▸ Text passage:
---*---

By Michael Erman

NEW YORK (Reuters) – About half of the blood centers in the United States are already reporting low inventory levels and the country could see shortages in about two weeks as blood drives are canceled due to the fast-spreading coronavirus outbreak, AABB, formerly known as the American Association of Blood Banks, said on Tuesday.

“As of yesterday, there were more than 4,000 canceled blood drives throughout the country representing approximately 130,000 fewer blood donations,” Brian Gannon, who chairs a disaster task force for AABB, said in an emailed statement.

“In addition, we are seeing a significant decrease in people coming to blood centers to donate blood. This represents a real concern for patient care,” he added.

U.S. blood banks have been concerned about potential shortages as Americans worried about exposure to the highly contagious new coronavirus avoid donation sites and companies with employees working from home cancel blood drives.

Blood banks in Washington state experienced a shortage earlier this month that required other blood centers to ship blood from outside the region, and supplies in New York state also dipped. New York and Washington state have the nation’s highest number of confirmed cases of COVID-19, the respiratory illness caused by the new coronavirus.

---*---

▸ Information:

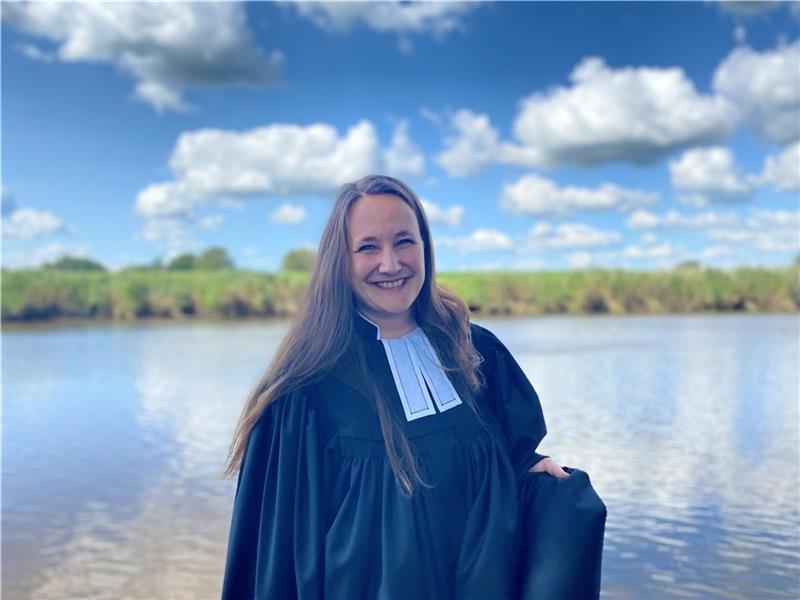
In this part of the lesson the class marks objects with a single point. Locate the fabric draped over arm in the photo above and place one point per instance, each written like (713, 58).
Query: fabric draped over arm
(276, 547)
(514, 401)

---*---

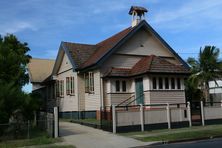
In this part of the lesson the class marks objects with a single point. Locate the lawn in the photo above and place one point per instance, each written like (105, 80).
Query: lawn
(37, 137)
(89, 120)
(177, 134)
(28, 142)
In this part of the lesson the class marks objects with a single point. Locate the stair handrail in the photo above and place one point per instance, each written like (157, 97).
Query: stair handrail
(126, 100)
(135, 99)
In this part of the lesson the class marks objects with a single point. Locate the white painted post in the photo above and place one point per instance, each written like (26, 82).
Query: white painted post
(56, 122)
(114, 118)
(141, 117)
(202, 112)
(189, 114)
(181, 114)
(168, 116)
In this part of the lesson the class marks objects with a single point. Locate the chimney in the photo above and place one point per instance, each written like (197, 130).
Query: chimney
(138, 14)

---*---

▸ Activities:
a: According to the blood supply article, how many blood drives had been canceled across the country?
b: Pick up the blood supply article right after its last sentence and keep writing it.
The entries are separate material, unrelated to the blood supply article.

▸ Answers for this exercise:
a: More than 4,000.

b:
The American Red Cross also raised the alarm about blood shortages, saying it expects the number of cancellations to continue to increase. The blood shortage could impact patients who need surgery, victims of car accidents and other emergencies, or patients suffering from cancer, it said.

“I am looking at the refrigerator that contains only one day’s supply of blood for the hospital,” Robertson Davenport, director of Transfusion Medicine at Michigan Medicine in Ann Arbor said in a Red Cross statement. “The hospital is full. There are patients who need blood and cannot wait.”

Both the AABB and the American Red Cross encourage Americans to continue to donate. Coronavirus is not transmissible via transfusion, according to the American Red Cross.

The Red Cross said Americans can schedule an appointment to give blood at RedCrossBlood.org, using the Red Cross Blood Donor App or calling 1-800-RED-CROSS.